# What is required
Only the lines from the line containing "Pick out the smiling" to the end of the entries should be repeated, exactly as they appear.

# Given records
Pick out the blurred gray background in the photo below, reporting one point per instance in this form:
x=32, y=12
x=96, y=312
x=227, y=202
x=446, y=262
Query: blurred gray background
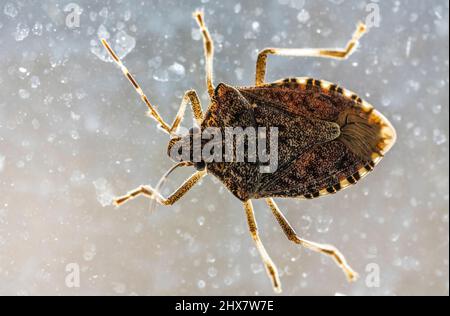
x=73, y=133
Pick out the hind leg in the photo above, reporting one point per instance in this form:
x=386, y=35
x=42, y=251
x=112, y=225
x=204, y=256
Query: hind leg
x=261, y=63
x=324, y=249
x=268, y=263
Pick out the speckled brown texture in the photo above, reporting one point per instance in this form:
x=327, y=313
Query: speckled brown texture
x=311, y=123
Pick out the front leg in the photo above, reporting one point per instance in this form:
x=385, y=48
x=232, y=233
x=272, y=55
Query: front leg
x=152, y=194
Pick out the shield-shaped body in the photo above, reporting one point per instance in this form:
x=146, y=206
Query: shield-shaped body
x=328, y=137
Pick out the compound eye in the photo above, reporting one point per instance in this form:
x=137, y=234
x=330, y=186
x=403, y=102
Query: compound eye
x=200, y=166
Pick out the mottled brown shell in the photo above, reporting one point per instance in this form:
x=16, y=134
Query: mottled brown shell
x=314, y=159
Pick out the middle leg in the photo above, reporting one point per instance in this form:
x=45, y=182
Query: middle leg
x=325, y=249
x=150, y=193
x=307, y=52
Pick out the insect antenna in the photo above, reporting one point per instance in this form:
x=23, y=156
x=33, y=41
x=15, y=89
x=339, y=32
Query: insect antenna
x=152, y=111
x=163, y=180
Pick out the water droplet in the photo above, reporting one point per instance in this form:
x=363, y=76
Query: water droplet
x=75, y=135
x=237, y=8
x=37, y=29
x=10, y=10
x=119, y=288
x=303, y=16
x=176, y=71
x=35, y=82
x=439, y=137
x=212, y=272
x=201, y=220
x=104, y=192
x=22, y=31
x=124, y=44
x=89, y=252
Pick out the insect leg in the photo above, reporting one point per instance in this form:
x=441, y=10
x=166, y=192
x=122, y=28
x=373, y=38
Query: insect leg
x=152, y=111
x=209, y=51
x=325, y=249
x=191, y=96
x=152, y=194
x=261, y=63
x=268, y=263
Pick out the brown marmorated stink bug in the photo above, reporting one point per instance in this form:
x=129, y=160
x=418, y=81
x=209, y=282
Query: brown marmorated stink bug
x=328, y=139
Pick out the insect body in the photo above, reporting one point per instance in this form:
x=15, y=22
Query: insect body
x=328, y=139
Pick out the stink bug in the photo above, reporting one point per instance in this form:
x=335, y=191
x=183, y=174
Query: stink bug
x=329, y=139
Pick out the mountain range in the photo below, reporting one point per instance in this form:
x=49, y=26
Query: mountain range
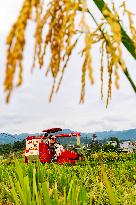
x=6, y=138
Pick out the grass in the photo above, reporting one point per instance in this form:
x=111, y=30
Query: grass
x=90, y=182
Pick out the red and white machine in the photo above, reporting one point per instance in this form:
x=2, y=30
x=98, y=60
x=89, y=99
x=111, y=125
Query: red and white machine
x=37, y=147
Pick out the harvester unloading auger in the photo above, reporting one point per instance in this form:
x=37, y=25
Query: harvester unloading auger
x=46, y=149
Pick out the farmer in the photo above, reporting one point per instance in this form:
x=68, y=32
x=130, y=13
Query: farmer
x=55, y=147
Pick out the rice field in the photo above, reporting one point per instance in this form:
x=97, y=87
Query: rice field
x=101, y=179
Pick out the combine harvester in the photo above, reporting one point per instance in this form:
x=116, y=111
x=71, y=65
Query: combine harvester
x=46, y=149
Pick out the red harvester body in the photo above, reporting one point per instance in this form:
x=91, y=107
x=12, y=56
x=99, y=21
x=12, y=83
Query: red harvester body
x=38, y=148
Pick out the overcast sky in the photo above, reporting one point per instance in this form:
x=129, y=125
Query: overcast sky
x=29, y=109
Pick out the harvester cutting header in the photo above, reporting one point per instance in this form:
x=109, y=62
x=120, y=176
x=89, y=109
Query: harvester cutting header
x=46, y=149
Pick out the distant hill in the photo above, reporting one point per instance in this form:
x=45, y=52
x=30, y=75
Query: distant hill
x=6, y=138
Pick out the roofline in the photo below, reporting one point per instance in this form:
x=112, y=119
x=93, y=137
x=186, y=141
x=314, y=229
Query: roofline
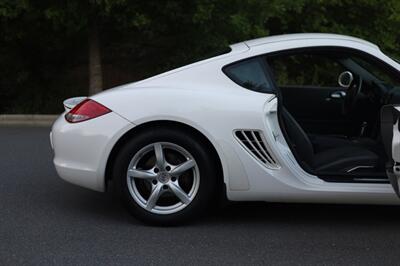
x=305, y=36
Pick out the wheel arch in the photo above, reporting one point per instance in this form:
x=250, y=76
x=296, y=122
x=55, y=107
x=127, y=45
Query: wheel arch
x=170, y=124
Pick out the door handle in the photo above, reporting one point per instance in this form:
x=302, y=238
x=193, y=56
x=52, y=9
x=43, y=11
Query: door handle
x=338, y=95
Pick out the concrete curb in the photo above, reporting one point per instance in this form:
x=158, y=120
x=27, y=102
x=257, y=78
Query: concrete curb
x=27, y=120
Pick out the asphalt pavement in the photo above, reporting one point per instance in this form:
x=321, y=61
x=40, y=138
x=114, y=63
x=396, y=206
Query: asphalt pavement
x=46, y=221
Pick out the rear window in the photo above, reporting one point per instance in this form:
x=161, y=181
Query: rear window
x=250, y=74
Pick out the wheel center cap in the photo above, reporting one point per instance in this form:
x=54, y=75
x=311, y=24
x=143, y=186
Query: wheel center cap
x=164, y=177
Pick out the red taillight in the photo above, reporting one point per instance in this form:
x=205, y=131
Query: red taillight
x=85, y=110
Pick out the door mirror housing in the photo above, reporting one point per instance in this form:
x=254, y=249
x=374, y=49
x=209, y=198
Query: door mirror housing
x=345, y=79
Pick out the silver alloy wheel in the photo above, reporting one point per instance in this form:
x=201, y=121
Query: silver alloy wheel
x=162, y=178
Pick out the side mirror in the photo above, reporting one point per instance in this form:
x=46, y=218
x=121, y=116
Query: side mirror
x=345, y=79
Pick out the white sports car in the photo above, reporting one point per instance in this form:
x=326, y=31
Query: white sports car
x=291, y=118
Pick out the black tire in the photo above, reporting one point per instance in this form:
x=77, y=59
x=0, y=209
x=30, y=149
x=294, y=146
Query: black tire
x=206, y=193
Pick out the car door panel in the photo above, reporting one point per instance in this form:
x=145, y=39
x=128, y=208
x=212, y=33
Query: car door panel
x=319, y=110
x=390, y=130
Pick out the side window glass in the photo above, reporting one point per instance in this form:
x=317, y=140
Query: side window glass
x=249, y=74
x=305, y=70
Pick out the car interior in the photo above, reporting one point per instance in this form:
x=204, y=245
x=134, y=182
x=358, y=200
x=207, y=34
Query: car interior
x=330, y=106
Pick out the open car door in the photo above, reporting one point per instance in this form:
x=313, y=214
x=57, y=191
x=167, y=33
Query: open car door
x=390, y=130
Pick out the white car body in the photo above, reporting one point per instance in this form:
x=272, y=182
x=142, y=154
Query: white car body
x=201, y=96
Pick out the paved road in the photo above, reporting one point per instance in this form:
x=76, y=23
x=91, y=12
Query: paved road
x=44, y=220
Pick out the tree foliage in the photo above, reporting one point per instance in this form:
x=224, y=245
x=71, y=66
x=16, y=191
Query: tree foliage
x=44, y=44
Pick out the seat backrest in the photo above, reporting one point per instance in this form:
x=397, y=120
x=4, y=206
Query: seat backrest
x=298, y=138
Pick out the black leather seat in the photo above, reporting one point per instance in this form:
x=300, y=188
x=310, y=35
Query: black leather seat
x=342, y=158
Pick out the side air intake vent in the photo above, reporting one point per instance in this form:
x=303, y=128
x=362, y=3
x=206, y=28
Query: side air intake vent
x=253, y=141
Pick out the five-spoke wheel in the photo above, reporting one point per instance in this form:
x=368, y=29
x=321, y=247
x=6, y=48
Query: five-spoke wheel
x=166, y=176
x=160, y=171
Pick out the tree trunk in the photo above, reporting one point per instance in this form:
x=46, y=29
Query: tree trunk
x=95, y=68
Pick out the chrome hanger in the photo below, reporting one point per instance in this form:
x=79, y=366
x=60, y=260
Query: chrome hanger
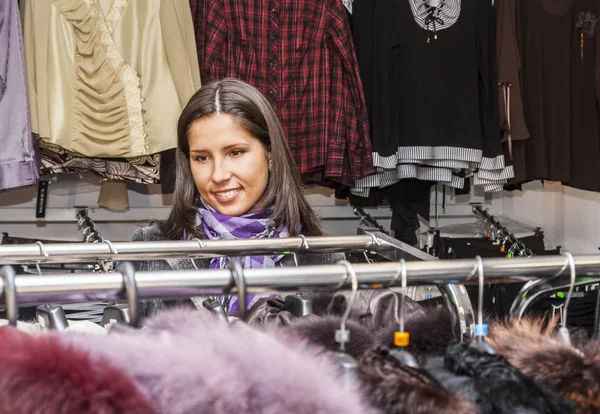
x=120, y=312
x=348, y=365
x=7, y=273
x=51, y=316
x=481, y=329
x=239, y=281
x=535, y=289
x=399, y=355
x=563, y=332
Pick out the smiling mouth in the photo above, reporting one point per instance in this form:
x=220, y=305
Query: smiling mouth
x=227, y=195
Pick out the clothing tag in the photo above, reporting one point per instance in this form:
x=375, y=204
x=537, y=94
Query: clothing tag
x=348, y=5
x=40, y=204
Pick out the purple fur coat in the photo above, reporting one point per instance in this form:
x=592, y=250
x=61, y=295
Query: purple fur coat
x=189, y=362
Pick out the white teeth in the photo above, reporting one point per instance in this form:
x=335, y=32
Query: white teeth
x=226, y=194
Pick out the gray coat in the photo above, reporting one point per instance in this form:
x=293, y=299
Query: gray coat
x=153, y=233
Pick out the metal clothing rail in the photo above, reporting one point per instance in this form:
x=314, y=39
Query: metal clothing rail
x=83, y=287
x=86, y=252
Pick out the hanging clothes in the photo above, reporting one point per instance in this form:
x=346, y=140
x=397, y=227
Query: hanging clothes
x=19, y=160
x=512, y=118
x=105, y=83
x=561, y=108
x=144, y=169
x=300, y=55
x=430, y=82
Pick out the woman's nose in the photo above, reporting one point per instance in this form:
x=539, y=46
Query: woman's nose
x=221, y=172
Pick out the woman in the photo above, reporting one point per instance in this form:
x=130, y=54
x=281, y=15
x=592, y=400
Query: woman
x=235, y=178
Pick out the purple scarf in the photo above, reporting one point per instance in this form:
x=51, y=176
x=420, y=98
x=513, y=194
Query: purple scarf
x=254, y=225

# Exercise result
Pick out the smiling mouth in the photo above, reporting one point per instance in this form:
x=220, y=305
Query: smiling mouth
x=227, y=195
Pick out the clothing tag in the photo above, reporting one point per instance in this form:
x=375, y=204
x=537, y=94
Query: clothing tag
x=348, y=5
x=40, y=204
Pick out the purple fur coat in the photo above, reporting one point per instance in this form:
x=592, y=250
x=61, y=295
Query: purple fur coat
x=189, y=362
Pick out the white teeth in the photo above, reporting one point per instance in this form:
x=335, y=32
Query: white teeth
x=226, y=194
Pick out the gray coat in the photo above, reporting one point per instance in this form:
x=293, y=299
Query: gray coat
x=153, y=233
Pick out the metal clothing rail in the photo above, reporting one point per instance in this form:
x=314, y=39
Query: metal clothing rail
x=83, y=287
x=86, y=252
Pick out the hanging clothes in the photo above, reporting one point per instance in this form:
x=346, y=140
x=397, y=227
Query: hanging clothes
x=19, y=160
x=512, y=118
x=105, y=83
x=561, y=108
x=144, y=169
x=300, y=55
x=430, y=82
Pick out the woman's nose in the photo above, reporting one point per instance in this form:
x=539, y=46
Query: woman's nose
x=221, y=172
Pick out the woman in the photo above, reporting one point per instance in this form:
x=130, y=54
x=281, y=15
x=592, y=400
Query: woman
x=235, y=178
Pick out the purple scarf in the photo above, reporting one point per instance in this form:
x=51, y=176
x=420, y=98
x=513, y=194
Query: purple scarf
x=254, y=225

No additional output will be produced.